DATA SUPPLIED |
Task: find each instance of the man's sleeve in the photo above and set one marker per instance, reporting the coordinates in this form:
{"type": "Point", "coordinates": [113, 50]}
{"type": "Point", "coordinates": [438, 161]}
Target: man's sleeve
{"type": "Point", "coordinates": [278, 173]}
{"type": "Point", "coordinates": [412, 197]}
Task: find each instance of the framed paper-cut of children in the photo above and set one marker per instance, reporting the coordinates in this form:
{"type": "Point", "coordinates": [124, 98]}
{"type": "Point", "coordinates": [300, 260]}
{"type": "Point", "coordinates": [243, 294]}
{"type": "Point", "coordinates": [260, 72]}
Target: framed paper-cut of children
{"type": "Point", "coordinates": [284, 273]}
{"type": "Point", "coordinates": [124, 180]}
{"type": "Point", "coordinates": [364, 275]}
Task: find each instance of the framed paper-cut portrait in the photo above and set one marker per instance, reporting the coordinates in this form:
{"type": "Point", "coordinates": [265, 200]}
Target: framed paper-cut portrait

GIVEN EXERCISE | Output every line of the rows above as a numbered list, leaving out any blank lines.

RIGHT ANSWER |
1. Task: find each instance of the man's sleeve in the photo above and set one marker per instance, reporting the coordinates in this form:
2. {"type": "Point", "coordinates": [113, 50]}
3. {"type": "Point", "coordinates": [438, 161]}
4. Target: man's sleeve
5. {"type": "Point", "coordinates": [278, 173]}
6. {"type": "Point", "coordinates": [412, 197]}
7. Task: find each instance of the framed paper-cut of children in the photo above and set one marker per instance, reporting the coordinates in this form:
8. {"type": "Point", "coordinates": [124, 98]}
9. {"type": "Point", "coordinates": [300, 260]}
10. {"type": "Point", "coordinates": [243, 294]}
11. {"type": "Point", "coordinates": [260, 72]}
12. Target: framed paper-cut of children
13. {"type": "Point", "coordinates": [284, 273]}
14. {"type": "Point", "coordinates": [124, 180]}
15. {"type": "Point", "coordinates": [364, 275]}
16. Task: find each instance of the framed paper-cut portrait in the photo above and set one marker per instance, reporting the coordinates in this form:
17. {"type": "Point", "coordinates": [265, 200]}
18. Target: framed paper-cut portrait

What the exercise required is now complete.